Set problem 1. In the rows starting at the line containing "Point to the swan beak." and ending at the line containing "x=321, y=205", swap "integer" for "whole-number" and write out those lines again with nothing else changed.

Provided passage.
********************

DESCEND

descend

Verb

  1. To pass from a higher to a lower place; to move downwards; to come or go down in any way, as by falling, flowing, walking, etc.; to plunge; to fall; to incline downward
    The rain descended, and the floods came. Matthew vii. 25.
    We will here descend to matters of later date. Fuller.
  2. To enter mentally; to retire.
    1 with holiest meditations fed, Into himself descended. .
  3. To make an attack, or incursion, as if from a vantage ground; to come suddenly and with violence.
    And on the suitors let thy wrath descend. .
  4. To come down to a lower, less fortunate, humbler, less virtuous, or worse, state or station; to lower or abase one's self
    he descended from his high estate
  5. To pass from the more general or important to the particular or less important matters to be considered.

********************

Supplied data.
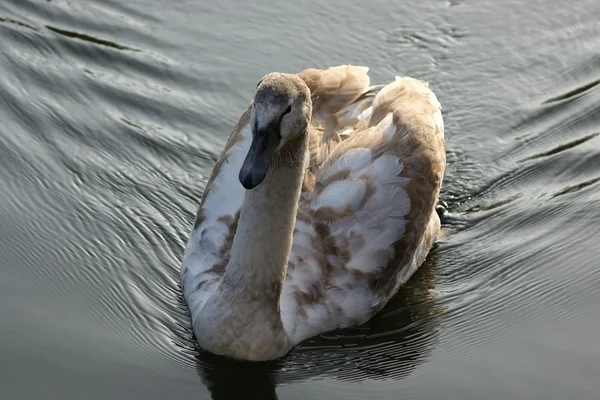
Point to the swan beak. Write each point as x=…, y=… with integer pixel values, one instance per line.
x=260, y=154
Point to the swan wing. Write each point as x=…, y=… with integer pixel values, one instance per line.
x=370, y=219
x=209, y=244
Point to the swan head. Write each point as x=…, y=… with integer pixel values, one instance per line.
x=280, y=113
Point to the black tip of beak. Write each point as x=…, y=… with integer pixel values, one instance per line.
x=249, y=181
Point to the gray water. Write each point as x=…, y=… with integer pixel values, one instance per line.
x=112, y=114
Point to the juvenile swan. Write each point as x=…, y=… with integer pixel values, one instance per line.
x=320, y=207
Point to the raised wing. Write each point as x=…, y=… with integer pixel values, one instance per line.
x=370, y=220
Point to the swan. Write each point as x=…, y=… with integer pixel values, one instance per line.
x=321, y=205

********************

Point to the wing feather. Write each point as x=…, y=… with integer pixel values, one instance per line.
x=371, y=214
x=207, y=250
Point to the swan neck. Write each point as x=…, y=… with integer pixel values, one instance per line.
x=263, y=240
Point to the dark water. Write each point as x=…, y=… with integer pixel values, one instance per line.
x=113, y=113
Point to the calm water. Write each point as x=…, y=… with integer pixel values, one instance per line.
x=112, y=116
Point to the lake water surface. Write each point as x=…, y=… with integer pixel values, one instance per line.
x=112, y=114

********************

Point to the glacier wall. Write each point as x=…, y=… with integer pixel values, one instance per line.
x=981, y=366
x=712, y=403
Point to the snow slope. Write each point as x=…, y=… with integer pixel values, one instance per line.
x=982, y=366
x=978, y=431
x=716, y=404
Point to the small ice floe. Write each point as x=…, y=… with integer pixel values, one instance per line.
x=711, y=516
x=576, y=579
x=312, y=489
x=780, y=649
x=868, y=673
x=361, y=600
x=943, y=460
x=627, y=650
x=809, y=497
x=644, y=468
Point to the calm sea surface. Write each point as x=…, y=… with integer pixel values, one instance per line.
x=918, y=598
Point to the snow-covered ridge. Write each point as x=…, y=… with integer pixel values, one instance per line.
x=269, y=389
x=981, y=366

********************

Set problem 2. Render this sentence from the dictionary entry for "descend" in Spanish: "The rain descended, and the floods came."

Right answer 1.
Point to the swan beak. Write each point as x=…, y=… with whole-number pixel values, one instance per line.
x=260, y=154
Point to the swan wing. Write each point as x=…, y=… with whole-number pixel values, one instance per line.
x=370, y=219
x=209, y=244
Point to the swan head. Write each point as x=…, y=… with whole-number pixel values, one instance per line.
x=280, y=113
Point to the black tip of beak. Write each point as x=…, y=… with whole-number pixel values, one instance per line.
x=249, y=181
Point to the gray water. Write each point as x=…, y=… with whole-number pixel values, one instance per line.
x=112, y=114
Point to the juvenile swan. Write each point as x=…, y=… with whole-number pixel values, one instance per line.
x=320, y=207
Point to the raised wing. Write each point as x=…, y=… with whole-number pixel values, one instance per line.
x=370, y=220
Point to the swan. Write each point as x=…, y=… with whole-number pixel values, one instance per line.
x=321, y=205

Right answer 2. Descendió la lluvia, y vinieron las inundaciones.